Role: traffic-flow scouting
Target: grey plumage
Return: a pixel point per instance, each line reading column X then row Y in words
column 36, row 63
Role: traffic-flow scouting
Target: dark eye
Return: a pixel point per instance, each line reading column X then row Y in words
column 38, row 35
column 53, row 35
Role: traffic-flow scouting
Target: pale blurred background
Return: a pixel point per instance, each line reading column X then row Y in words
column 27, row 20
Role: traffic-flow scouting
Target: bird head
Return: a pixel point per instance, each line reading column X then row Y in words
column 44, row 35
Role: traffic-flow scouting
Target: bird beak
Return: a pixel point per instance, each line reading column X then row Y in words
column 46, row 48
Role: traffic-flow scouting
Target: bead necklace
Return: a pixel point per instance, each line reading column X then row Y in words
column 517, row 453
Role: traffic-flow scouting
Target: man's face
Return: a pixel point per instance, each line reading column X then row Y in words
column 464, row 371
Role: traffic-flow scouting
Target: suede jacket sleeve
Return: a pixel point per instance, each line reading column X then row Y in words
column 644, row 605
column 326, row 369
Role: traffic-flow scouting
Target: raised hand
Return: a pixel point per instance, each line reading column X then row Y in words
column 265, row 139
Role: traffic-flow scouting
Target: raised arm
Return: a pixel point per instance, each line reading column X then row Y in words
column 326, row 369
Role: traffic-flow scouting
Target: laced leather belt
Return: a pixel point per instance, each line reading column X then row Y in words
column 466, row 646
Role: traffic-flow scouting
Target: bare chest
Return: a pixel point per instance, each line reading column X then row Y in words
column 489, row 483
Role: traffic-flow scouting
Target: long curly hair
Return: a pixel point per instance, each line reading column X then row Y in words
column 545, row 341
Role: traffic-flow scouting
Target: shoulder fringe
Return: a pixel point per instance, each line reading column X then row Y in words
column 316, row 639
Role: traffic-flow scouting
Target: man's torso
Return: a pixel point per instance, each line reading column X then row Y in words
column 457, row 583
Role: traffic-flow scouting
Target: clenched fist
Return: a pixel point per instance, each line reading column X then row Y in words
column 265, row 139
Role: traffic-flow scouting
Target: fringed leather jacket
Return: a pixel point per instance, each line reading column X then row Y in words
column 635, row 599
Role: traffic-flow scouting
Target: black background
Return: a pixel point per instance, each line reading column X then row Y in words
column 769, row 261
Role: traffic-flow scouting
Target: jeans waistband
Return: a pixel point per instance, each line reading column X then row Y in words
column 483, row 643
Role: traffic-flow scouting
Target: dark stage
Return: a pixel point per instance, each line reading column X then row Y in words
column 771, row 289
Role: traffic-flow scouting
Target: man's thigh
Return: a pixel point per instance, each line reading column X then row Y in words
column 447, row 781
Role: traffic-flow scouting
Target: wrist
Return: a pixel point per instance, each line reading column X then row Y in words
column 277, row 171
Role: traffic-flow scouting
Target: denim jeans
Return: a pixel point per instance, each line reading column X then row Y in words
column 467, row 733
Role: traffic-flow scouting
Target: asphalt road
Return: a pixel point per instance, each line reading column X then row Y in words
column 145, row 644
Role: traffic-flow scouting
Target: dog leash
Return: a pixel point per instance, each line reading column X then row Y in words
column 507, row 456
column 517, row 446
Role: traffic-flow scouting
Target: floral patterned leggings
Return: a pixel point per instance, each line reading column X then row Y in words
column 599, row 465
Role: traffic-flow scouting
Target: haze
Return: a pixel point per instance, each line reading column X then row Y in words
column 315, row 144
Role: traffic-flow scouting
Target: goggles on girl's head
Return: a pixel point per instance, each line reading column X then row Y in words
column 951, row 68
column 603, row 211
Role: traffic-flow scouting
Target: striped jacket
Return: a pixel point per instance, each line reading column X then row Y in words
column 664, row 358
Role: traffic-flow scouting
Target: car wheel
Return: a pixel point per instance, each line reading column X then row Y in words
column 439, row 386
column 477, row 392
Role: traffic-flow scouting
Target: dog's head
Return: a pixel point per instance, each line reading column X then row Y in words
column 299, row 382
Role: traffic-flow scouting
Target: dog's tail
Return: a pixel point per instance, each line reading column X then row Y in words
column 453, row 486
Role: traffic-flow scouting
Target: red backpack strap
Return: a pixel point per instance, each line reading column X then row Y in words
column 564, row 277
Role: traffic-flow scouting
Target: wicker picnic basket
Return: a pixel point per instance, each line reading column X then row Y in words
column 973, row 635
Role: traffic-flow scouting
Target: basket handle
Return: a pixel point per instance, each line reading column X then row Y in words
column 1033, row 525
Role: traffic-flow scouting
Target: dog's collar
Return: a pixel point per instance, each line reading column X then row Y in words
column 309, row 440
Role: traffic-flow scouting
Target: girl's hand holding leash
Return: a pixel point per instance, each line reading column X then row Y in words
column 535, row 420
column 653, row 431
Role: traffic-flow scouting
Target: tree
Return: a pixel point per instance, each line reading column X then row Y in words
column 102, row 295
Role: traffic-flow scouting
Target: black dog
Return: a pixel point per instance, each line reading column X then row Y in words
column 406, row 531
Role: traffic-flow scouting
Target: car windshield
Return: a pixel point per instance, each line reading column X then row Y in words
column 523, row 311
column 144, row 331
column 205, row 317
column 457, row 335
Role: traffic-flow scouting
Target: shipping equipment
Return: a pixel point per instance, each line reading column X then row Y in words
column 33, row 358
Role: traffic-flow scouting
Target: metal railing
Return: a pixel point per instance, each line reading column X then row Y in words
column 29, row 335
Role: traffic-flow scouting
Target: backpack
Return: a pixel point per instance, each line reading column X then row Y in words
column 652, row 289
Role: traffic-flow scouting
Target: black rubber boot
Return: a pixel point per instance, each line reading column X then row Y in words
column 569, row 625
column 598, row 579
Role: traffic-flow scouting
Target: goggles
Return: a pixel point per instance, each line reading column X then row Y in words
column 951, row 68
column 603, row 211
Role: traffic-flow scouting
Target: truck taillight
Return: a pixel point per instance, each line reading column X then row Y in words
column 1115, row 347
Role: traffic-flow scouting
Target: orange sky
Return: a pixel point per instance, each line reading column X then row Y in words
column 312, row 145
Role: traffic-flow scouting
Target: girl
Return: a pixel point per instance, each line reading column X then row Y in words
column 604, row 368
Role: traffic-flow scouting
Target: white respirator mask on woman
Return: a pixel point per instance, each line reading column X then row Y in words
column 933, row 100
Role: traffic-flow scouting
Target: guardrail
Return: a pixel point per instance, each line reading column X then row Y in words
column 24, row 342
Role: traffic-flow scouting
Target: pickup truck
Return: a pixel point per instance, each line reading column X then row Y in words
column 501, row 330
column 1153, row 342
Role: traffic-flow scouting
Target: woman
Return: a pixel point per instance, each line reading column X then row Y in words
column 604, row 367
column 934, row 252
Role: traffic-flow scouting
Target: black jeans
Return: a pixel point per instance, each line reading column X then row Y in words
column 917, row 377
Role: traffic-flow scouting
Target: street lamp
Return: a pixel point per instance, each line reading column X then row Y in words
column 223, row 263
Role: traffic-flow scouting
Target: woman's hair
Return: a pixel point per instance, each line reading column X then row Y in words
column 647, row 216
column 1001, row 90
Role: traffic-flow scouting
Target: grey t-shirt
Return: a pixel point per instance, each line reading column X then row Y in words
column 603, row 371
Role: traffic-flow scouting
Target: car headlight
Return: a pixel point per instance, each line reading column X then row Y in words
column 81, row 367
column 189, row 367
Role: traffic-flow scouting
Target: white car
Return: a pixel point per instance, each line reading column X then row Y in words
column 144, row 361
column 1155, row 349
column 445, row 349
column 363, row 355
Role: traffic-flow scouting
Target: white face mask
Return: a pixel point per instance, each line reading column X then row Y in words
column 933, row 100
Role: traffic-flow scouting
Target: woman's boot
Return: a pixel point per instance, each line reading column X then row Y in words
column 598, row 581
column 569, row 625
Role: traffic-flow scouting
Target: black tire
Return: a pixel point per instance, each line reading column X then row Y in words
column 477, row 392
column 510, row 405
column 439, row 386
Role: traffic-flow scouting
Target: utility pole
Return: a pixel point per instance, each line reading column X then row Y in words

[EXERCISE DIRECTIONS] List every line of the listing above that contains the string "background", treating uppercase and lowercase as different.

[RESULT OF THIS EXERCISE]
Target: pale blurred background
Target: black background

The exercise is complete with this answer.